═══ Selected text ═══

Overall Architecture¶

At each iteration, a complete trajectory is sampled from noise to image. Two timesteps \(k > j\) are randomly selected to construct a two-step leap trajectory: the first step leaps from \(x_k\) to \(x_j\), and the second step leaps from \(x_j\) to the final \(x_0\). The reward is computed on the actual final image, but gradients are backpropagated only through the leap trajectory.

Key Designs¶

Leap Trajectory Construction: Leveraging the single-step leap prediction property of rectified flow matching, \(\hat{x}_{j|k} = x_k - (k-j) v_\theta(x_k, k)\), the full multi-step trajectory is compressed into two steps. By randomizing the start and end timesteps \((k, j)\), the method can update arbitrary generation steps, including early steps critical to global structure.
Trajectory Similarity Weighting: Approximation errors exist between the leap trajectory and the actual multi-step path. Leap trajectories that are more consistent with the true path are assigned higher training weights to improve training efficiency. Similarity is measured by the distance between the leap prediction and the actual intermediate latent code.

═══ Information given ═══

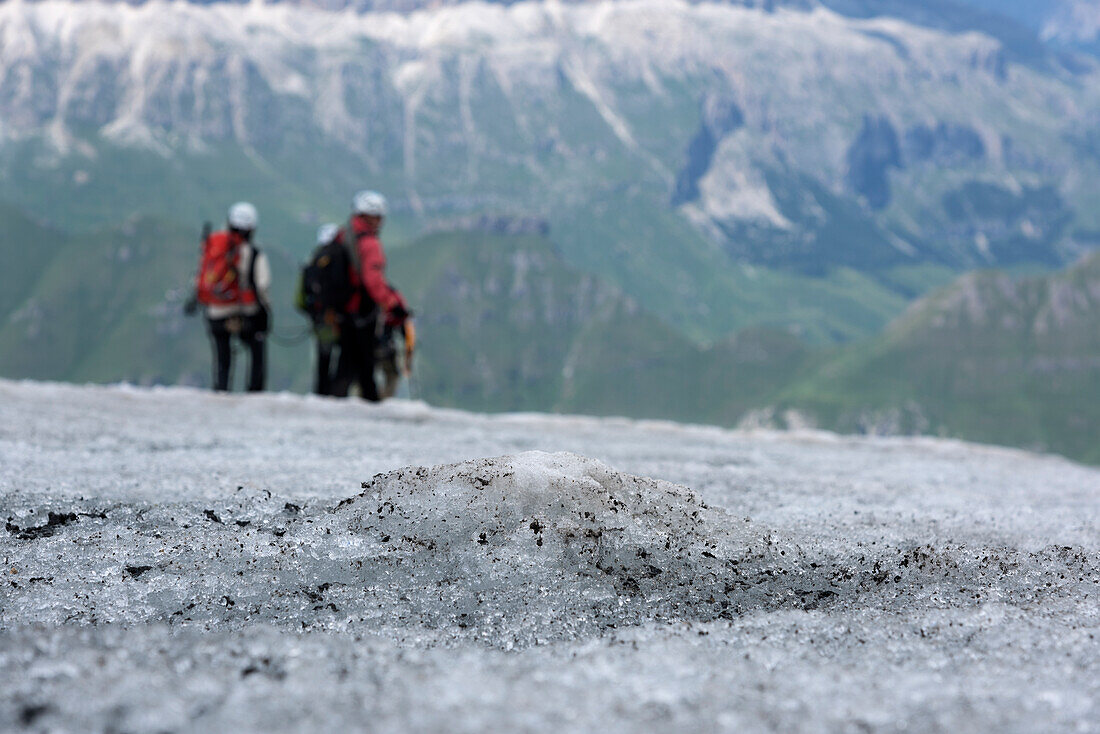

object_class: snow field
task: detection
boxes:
[0,382,1100,732]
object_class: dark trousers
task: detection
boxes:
[314,339,337,395]
[333,316,378,403]
[207,316,267,393]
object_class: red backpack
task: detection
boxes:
[196,232,256,306]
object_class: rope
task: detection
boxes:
[267,325,314,347]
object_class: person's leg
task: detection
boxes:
[378,349,402,398]
[316,337,333,395]
[207,319,232,393]
[332,324,359,397]
[241,325,267,393]
[355,319,378,403]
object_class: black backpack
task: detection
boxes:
[299,242,354,321]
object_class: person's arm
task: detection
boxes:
[359,237,397,311]
[252,252,272,304]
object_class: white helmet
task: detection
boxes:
[229,201,260,232]
[351,191,386,217]
[317,224,340,244]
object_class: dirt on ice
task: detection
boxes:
[0,382,1100,732]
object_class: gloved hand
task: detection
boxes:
[386,304,413,324]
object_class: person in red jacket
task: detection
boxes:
[337,191,408,402]
[195,201,272,392]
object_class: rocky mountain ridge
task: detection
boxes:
[0,0,1100,347]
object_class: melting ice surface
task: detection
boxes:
[0,382,1100,732]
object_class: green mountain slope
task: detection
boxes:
[781,255,1100,462]
[0,215,308,388]
[389,232,809,423]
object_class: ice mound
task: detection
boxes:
[0,452,805,647]
[0,452,1096,649]
[312,452,793,636]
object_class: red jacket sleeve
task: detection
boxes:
[359,235,398,311]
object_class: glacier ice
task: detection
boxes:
[0,381,1100,732]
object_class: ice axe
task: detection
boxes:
[184,221,212,316]
[404,317,419,399]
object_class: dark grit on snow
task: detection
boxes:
[0,383,1100,732]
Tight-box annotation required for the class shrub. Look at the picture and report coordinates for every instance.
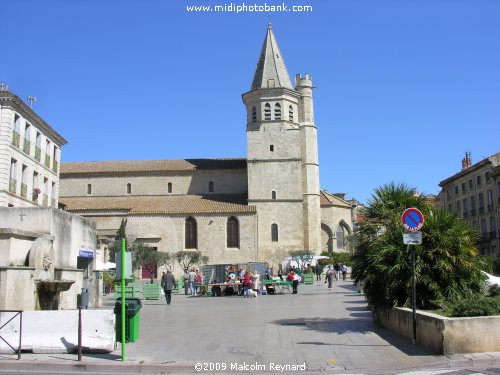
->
[352,183,485,310]
[445,297,500,317]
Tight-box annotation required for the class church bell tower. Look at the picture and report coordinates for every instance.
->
[243,24,321,259]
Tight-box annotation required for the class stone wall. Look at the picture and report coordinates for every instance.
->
[374,308,500,355]
[0,310,115,353]
[0,266,36,310]
[60,169,247,197]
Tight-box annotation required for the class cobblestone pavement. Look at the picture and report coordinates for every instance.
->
[0,281,500,374]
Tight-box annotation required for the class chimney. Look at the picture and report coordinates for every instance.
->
[462,151,472,170]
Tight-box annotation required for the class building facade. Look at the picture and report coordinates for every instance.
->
[439,152,500,255]
[61,26,354,277]
[0,85,67,207]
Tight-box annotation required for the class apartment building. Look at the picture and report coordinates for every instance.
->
[439,152,500,255]
[0,84,67,207]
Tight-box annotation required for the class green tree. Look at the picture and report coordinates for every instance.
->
[174,251,208,270]
[352,183,484,309]
[131,243,173,284]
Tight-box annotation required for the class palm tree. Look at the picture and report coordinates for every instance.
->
[353,183,484,309]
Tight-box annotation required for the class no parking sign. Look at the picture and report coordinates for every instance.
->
[401,207,424,232]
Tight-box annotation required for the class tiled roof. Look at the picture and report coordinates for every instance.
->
[61,158,247,177]
[60,194,256,215]
[319,190,352,208]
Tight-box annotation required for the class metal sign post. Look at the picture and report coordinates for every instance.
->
[401,208,424,345]
[121,238,126,362]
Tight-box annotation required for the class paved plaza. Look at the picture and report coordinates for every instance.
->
[0,281,500,374]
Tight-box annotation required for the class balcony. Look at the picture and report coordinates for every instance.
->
[45,154,50,168]
[21,182,28,198]
[23,138,31,155]
[12,130,20,148]
[35,146,42,162]
[9,178,17,194]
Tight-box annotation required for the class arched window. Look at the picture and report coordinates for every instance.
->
[227,216,240,248]
[274,103,281,120]
[271,224,278,242]
[264,103,271,120]
[184,216,198,249]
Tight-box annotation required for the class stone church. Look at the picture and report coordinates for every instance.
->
[60,25,355,276]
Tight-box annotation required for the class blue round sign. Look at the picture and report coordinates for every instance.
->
[401,207,424,232]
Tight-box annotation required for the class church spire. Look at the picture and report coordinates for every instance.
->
[251,22,293,90]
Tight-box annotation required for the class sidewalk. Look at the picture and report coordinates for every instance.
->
[0,281,500,374]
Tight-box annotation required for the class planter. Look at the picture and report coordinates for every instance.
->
[373,307,500,355]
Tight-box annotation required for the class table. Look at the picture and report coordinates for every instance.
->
[262,280,292,294]
[208,283,243,295]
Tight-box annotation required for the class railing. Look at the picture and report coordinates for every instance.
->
[0,310,23,359]
[21,182,28,198]
[35,146,42,162]
[12,130,21,148]
[9,178,17,194]
[23,138,31,155]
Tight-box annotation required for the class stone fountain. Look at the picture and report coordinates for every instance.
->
[29,237,75,310]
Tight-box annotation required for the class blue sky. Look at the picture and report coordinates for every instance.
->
[0,0,500,201]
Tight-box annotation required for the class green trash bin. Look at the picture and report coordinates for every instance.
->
[115,298,142,342]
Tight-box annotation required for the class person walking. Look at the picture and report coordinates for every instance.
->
[243,271,252,298]
[333,263,340,280]
[316,263,321,282]
[188,268,197,296]
[288,267,299,294]
[161,270,175,305]
[184,268,189,296]
[325,266,335,290]
[340,264,347,281]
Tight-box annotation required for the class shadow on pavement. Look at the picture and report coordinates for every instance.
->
[271,318,435,356]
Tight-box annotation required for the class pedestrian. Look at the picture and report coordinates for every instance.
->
[333,263,340,280]
[325,266,335,290]
[316,263,321,282]
[288,267,299,294]
[341,264,347,281]
[161,270,175,305]
[243,271,252,298]
[184,268,189,296]
[188,268,196,296]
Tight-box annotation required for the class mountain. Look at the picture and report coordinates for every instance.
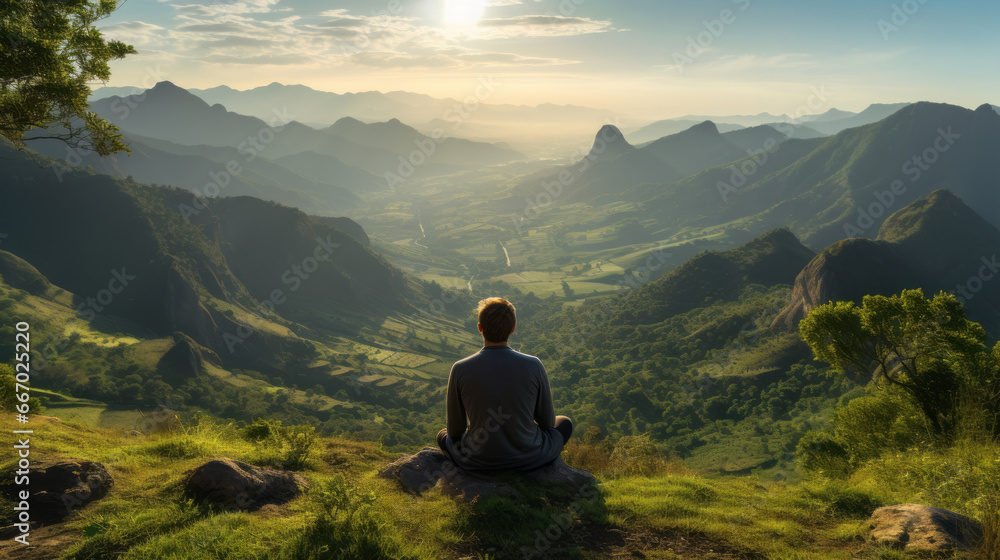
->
[323,117,525,166]
[611,229,815,326]
[722,124,791,152]
[796,108,857,123]
[761,123,829,139]
[774,189,1000,337]
[190,82,420,123]
[97,81,616,145]
[525,121,787,204]
[800,103,910,135]
[628,119,745,144]
[274,150,386,193]
[674,113,792,126]
[632,103,1000,249]
[0,141,412,370]
[91,82,454,177]
[24,135,361,214]
[586,124,635,161]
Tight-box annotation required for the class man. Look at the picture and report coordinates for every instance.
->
[437,297,573,471]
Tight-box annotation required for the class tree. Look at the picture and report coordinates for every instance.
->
[799,290,995,437]
[0,0,136,156]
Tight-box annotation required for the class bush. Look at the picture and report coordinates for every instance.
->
[239,418,316,470]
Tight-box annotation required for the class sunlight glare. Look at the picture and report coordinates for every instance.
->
[444,0,487,25]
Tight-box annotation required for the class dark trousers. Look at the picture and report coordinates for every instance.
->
[437,416,573,453]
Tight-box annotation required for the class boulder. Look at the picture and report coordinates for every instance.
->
[3,461,114,525]
[870,504,982,553]
[379,447,597,503]
[184,458,309,511]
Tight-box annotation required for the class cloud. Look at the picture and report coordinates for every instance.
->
[350,52,577,68]
[109,0,615,69]
[101,21,167,46]
[477,15,615,39]
[201,53,315,66]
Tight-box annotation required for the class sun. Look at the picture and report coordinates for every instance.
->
[444,0,488,25]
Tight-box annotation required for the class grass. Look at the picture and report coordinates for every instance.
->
[0,417,1000,560]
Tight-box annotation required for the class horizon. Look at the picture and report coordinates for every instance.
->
[99,0,1000,122]
[90,79,997,126]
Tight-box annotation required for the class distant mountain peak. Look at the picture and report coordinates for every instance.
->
[150,80,188,93]
[333,117,365,126]
[686,121,719,136]
[876,189,995,247]
[587,124,635,160]
[976,103,997,115]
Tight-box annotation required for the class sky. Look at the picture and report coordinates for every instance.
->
[98,0,1000,121]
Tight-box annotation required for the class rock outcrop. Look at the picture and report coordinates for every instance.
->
[379,447,597,503]
[2,461,114,525]
[870,504,982,553]
[184,459,309,511]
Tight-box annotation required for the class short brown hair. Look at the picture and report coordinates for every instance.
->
[476,297,517,342]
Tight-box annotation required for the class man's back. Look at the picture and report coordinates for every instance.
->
[447,345,563,470]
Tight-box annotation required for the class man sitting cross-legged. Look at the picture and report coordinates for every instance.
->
[437,297,573,471]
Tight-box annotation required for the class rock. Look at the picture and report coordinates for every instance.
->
[184,458,309,511]
[870,504,982,553]
[3,461,114,525]
[379,447,597,503]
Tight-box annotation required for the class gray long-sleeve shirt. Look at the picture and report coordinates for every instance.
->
[445,346,563,471]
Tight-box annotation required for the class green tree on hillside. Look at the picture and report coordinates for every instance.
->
[799,290,1000,439]
[0,0,136,156]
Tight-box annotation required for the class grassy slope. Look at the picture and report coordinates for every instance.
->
[0,416,1000,559]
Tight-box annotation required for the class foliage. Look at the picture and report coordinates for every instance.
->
[240,418,316,470]
[0,0,136,155]
[799,290,1000,439]
[0,363,42,414]
[314,473,375,530]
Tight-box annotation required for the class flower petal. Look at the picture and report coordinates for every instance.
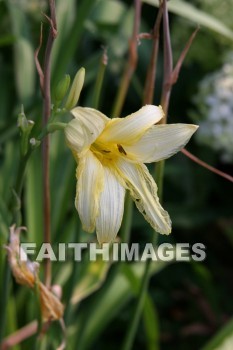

═══

(Directives)
[a] In the excerpt on leap trajectories, how is the similarity between a leap trajectory and the true path measured?
[b] Proceed with the excerpt on leap trajectories, continuing from its last sentence.

(Task-by-task results)
[a] It is measured by the distance between the leap prediction and the actual intermediate latent code.

[b]
Gradient Discounting (Rather Than Truncation): DRTune removes nested gradient terms entirely to avoid gradient explosion, thereby discarding cross-timestep dependency information. LeapAlign instead reduces the weight of large gradient terms rather than eliminating them, preserving the learning signal while ensuring stability.

Loss & Training¶

The objective is reward maximization, with gradients backpropagated through the two-step leap trajectory. Multiple steps per trajectory can be updated, and memory overhead is constant (only two steps of backpropagation are required).

Key Experimental Results¶

Main Results¶

Fine-tuning the Flux model and comparing against state-of-the-art methods:

Metric	DRTune	DanceGRPO	MixGRPO	LeapAlign
HPSv2.1	Baseline	Moderate	Moderate	Best
HPSv3	Baseline	Moderate	Moderate	Best
PickScore	Baseline	Moderate	Moderate	Best
GenEval	Baseline	Moderate	Moderate	Best

LeapAlign consistently outperforms both GRPO-based and direct gradient methods across all evaluation metrics.

Ablation Study¶

Updating early steps contributes substantially to improvements in global structure.
Gradient discounting vs. gradient truncation: the former retains more information and is more stable.
Trajectory similarity weighting improves convergence speed and final performance.

Key Findings¶

Fine-tuning early steps is critical for improving image layout and composition.
Two-step trajectories are sufficient to capture effective cross-step gradient information.
Reward improvement converges noticeably faster than DRTune.

Highlights & Insights¶

The leap trajectory construction reduces memory overhead from \(O(T)\) to a constant.
The "discount rather than truncate" strategy for preserving gradient signals is simple yet effective.
This work represents the first practical direct gradient update for early steps in flow matching models.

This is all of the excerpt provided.